[Photo-based referring expression data]
Start of Block

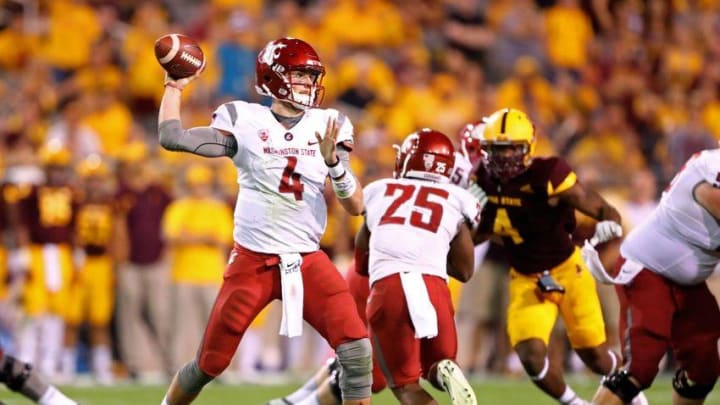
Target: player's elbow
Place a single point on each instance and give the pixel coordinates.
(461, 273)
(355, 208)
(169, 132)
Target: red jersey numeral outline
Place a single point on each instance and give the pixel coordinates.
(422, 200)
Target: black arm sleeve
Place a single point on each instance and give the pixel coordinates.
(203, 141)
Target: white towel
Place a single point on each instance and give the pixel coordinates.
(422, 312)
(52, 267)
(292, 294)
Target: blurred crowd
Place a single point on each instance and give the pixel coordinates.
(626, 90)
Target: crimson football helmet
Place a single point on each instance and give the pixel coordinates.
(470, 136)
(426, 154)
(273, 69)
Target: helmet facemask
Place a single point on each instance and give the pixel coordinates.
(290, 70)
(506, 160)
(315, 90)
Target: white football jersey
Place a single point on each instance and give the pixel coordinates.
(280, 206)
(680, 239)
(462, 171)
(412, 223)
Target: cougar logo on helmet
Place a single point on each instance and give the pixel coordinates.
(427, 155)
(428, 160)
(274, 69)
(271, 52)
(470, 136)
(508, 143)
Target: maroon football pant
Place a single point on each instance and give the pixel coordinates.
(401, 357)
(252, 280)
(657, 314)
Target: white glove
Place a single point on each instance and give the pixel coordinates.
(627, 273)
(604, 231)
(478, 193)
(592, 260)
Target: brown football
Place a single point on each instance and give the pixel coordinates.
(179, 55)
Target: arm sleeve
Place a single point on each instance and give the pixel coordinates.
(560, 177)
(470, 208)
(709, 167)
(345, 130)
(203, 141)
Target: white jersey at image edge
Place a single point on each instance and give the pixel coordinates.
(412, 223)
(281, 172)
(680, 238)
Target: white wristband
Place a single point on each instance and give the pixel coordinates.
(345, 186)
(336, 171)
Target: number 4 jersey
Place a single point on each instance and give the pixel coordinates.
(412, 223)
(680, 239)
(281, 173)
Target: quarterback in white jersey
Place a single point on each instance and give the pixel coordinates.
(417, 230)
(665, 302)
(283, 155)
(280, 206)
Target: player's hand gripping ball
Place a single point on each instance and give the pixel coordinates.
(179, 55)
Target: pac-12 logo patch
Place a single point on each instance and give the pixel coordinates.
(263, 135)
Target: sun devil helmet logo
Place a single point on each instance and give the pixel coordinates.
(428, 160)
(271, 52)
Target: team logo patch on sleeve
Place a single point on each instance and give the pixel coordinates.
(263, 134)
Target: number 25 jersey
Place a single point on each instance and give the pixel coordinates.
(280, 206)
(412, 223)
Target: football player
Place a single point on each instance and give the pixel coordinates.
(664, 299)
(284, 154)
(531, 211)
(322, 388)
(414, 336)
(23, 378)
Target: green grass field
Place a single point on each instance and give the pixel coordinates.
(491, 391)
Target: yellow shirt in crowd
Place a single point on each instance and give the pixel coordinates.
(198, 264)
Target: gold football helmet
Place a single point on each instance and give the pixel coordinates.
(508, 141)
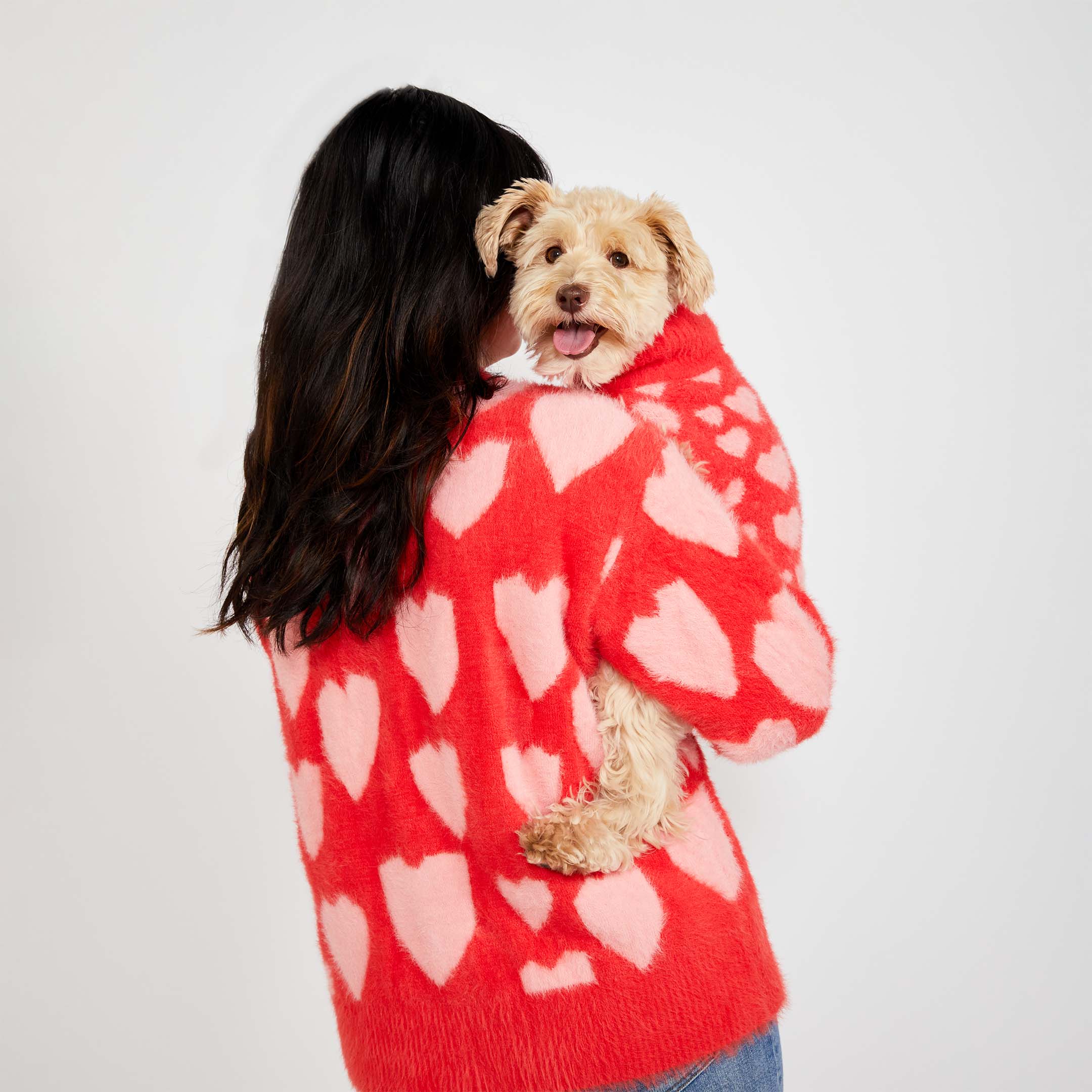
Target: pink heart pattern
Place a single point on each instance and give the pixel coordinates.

End of Block

=== What needs to be done ===
Across the data above, count the lines that include the word "white", and respond with the number alone.

=== Reply ===
6